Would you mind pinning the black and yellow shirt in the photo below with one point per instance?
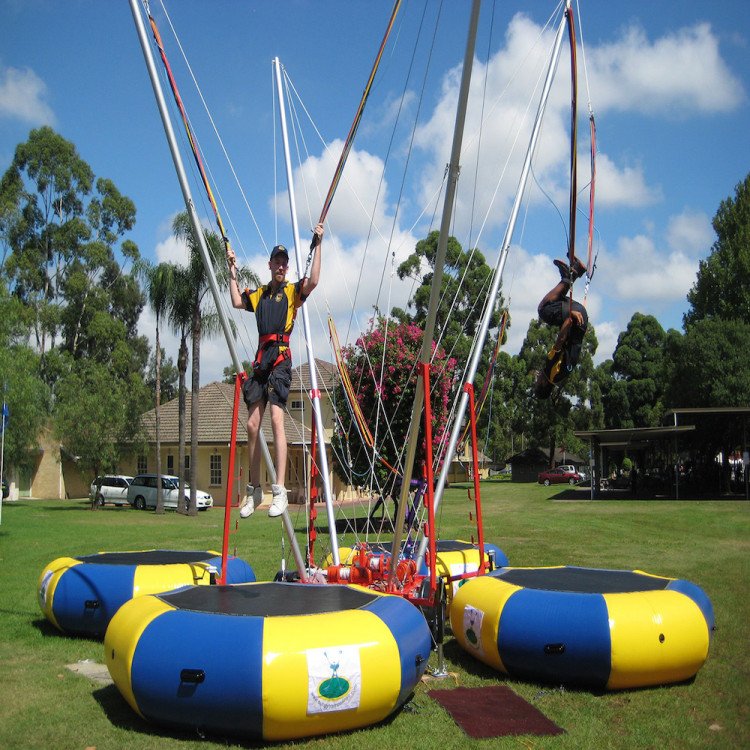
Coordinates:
(275, 309)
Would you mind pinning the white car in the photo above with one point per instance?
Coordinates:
(142, 493)
(110, 488)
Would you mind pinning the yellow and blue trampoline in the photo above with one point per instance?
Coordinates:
(80, 595)
(603, 629)
(270, 661)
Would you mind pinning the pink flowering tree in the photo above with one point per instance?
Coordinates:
(382, 366)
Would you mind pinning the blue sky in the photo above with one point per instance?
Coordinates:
(669, 84)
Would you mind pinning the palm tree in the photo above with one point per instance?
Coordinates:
(203, 319)
(180, 318)
(159, 281)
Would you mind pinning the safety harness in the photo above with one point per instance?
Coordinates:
(268, 340)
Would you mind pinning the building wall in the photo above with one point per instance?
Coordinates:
(218, 489)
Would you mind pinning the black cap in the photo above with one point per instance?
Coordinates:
(279, 249)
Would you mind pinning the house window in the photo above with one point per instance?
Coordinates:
(215, 470)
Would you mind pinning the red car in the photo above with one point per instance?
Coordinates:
(558, 476)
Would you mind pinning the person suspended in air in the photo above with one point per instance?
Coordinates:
(275, 306)
(557, 309)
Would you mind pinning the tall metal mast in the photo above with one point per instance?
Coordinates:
(198, 231)
(498, 275)
(437, 278)
(314, 392)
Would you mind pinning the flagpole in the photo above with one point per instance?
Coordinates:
(2, 451)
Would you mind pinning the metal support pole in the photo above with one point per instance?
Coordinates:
(497, 276)
(198, 232)
(437, 277)
(314, 392)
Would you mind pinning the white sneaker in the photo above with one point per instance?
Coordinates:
(252, 495)
(279, 501)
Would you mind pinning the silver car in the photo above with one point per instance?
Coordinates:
(142, 493)
(110, 488)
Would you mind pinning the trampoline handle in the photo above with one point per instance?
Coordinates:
(195, 676)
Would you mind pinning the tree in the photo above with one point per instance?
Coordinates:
(28, 400)
(48, 182)
(167, 378)
(160, 292)
(639, 362)
(721, 289)
(66, 233)
(381, 366)
(710, 367)
(465, 285)
(97, 415)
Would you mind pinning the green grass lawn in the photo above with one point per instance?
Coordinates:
(45, 705)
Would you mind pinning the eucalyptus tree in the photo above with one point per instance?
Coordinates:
(722, 286)
(66, 253)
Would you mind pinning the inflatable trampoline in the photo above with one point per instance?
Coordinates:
(454, 558)
(270, 661)
(603, 629)
(79, 595)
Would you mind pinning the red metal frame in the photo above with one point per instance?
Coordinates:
(238, 381)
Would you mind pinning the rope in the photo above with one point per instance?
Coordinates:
(357, 117)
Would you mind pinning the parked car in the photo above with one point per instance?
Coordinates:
(560, 475)
(142, 493)
(110, 488)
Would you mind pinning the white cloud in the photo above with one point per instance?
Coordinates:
(171, 250)
(607, 333)
(624, 186)
(680, 72)
(650, 275)
(22, 95)
(690, 233)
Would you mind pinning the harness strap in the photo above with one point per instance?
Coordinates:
(272, 338)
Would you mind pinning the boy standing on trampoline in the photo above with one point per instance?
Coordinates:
(275, 306)
(570, 317)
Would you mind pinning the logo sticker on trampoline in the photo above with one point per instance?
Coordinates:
(334, 679)
(473, 627)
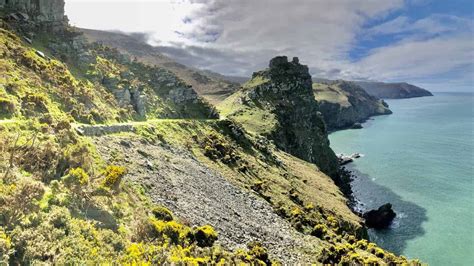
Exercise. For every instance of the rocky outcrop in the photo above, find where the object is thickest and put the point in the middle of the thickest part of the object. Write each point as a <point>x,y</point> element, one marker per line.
<point>37,10</point>
<point>380,218</point>
<point>393,90</point>
<point>283,95</point>
<point>211,86</point>
<point>344,104</point>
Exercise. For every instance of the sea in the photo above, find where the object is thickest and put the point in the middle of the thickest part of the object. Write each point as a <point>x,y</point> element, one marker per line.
<point>420,159</point>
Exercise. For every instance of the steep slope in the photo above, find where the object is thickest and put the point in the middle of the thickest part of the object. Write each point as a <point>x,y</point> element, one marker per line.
<point>344,103</point>
<point>67,197</point>
<point>212,86</point>
<point>393,90</point>
<point>279,103</point>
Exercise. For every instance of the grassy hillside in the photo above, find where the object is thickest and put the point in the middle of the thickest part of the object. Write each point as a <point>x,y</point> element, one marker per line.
<point>344,103</point>
<point>180,186</point>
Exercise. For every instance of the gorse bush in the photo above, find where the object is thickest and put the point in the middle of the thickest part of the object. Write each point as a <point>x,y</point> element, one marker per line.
<point>205,236</point>
<point>113,175</point>
<point>7,107</point>
<point>76,177</point>
<point>162,213</point>
<point>5,247</point>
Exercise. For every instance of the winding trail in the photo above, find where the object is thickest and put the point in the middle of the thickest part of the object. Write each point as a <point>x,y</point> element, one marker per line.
<point>113,128</point>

===============

TASK ITEM — Exactly retype each record above, dropping images.

ANSWER SPACE —
Would you mind pinning the black and yellow shirt in the photo below with one point per instance?
Coordinates:
(275, 309)
Would you mind pinning the white car in the photo above with one point per instance?
Coordinates:
(142, 493)
(110, 488)
Would you mind pinning the yellow and blue trampoline in the photo above with one point per instance?
Coordinates:
(80, 595)
(603, 629)
(270, 661)
Would you mind pinning the pink flowering tree in the photo above with one point per instance?
Coordinates:
(382, 366)
Would you mind pinning the blue sky in the photo above with one point per instance?
Coordinates:
(669, 84)
Would you mind pinning the palm tree in the photo above with one point per instance?
Coordinates:
(203, 319)
(180, 318)
(159, 281)
Would you mind pinning the safety harness in the photo above with one point per instance?
Coordinates:
(268, 340)
Would you mind pinning the building wall in the photo above with one point per instance?
Coordinates:
(218, 489)
Would you mind pinning the black cap in the photo above with one point per instance?
Coordinates:
(279, 249)
Would you mind pinning the house window in the photo above with one point per instance?
Coordinates:
(215, 470)
Would you mind pinning the red car in the photo above with one point per instance?
Coordinates:
(558, 476)
Would you mind pinning the person suspended in air in the photo above with one point per instance?
Coordinates:
(275, 306)
(557, 309)
Would you mind pinning the tall metal mast in the photo above with one point per instance?
Coordinates:
(198, 231)
(498, 275)
(437, 278)
(314, 392)
Would you mind pinning the flagpole in the photo above with one point per instance?
Coordinates:
(2, 451)
Would you mind pinning the metal support pole in the photo above with one point per instance?
Coordinates:
(497, 276)
(198, 232)
(437, 277)
(314, 392)
Would you mind pinning the white sneaker in the photo above with one point per instance?
Coordinates:
(252, 495)
(279, 501)
Would you mind pinning the silver car in the photo above with one point per instance?
Coordinates:
(142, 493)
(110, 488)
Would you mind pinning the trampoline handle in the photo above with one point per instance?
Coordinates:
(195, 676)
Would you mind pinning the tree in the photo above with one point per instance?
Coordinates:
(28, 400)
(48, 182)
(167, 378)
(160, 292)
(639, 362)
(721, 289)
(66, 233)
(381, 366)
(710, 367)
(465, 285)
(97, 415)
Would you mind pinning the green grass lawn in the photo above with one point per instance?
Coordinates:
(45, 705)
Would you mind pinning the eucalyptus tree in the photo above with one point per instance?
Coordinates:
(722, 286)
(66, 253)
Would you mind pinning the inflatable trampoline in the photo above with one point per instance?
Coordinates:
(454, 558)
(270, 661)
(603, 629)
(79, 595)
Would you mind pinning the red metal frame in the photo above with one point per instance?
Coordinates:
(238, 381)
Would you mind pinning the rope in the photo above with one point per instance?
Coordinates:
(357, 117)
Would you mind pinning the parked car in the photo above with one point per instance?
Coordinates:
(560, 475)
(142, 493)
(110, 488)
Would you mind pinning the white cloud in the photo above with one point per instance?
Coordinates:
(171, 250)
(607, 333)
(624, 186)
(680, 72)
(650, 275)
(22, 95)
(690, 233)
Would you mind pinning the harness strap in the photo above with one point per instance?
Coordinates:
(272, 338)
Would you mind pinning the boy standing on trampoline in the photo above with one point per instance?
Coordinates:
(275, 306)
(570, 317)
Would you mind pinning the logo sticker on trampoline in the photo above with one point per instance?
Coordinates:
(334, 679)
(473, 627)
Exercise. For every instance of the rocky outcrop in the photo above, find where the object is thickest and put the point in the middle of the thickest part of the object. Write each point as a <point>x,y</point> element, one marker per line.
<point>37,10</point>
<point>380,218</point>
<point>393,90</point>
<point>283,95</point>
<point>211,86</point>
<point>344,104</point>
Exercise. For every instance of the sea in the photo above, find where the object is thickest and put the point in the middle of the thickest part of the object. Write each point as a <point>x,y</point> element, one marker per line.
<point>420,159</point>
Exercise. For every instance of the steep slope in the photo above, find where the object is thickest and put the point in the middle of the thickest part of the object. Write each point as a <point>x,y</point> element, one marker per line.
<point>344,103</point>
<point>67,197</point>
<point>212,86</point>
<point>393,90</point>
<point>279,103</point>
Exercise. For every instance of the grassy hillside in the photo above, find where the object is thickest and put the point in the middle of the thickest part of the object. Write each point as a <point>x,y</point> element, one marker per line.
<point>344,103</point>
<point>180,186</point>
Exercise. For every instance of the gorse bush in the photo above, find where the object is thickest and put the point in the middle of the thickest part of the object. Write each point as a <point>x,y</point> element, one marker per line.
<point>205,236</point>
<point>113,175</point>
<point>7,107</point>
<point>76,177</point>
<point>162,213</point>
<point>5,247</point>
Exercise. For every instance of the winding trail in the photo above, find where the object is thickest and put the point in the middle of the thickest part of the object. Write each point as a <point>x,y</point> element, one marker per line.
<point>113,128</point>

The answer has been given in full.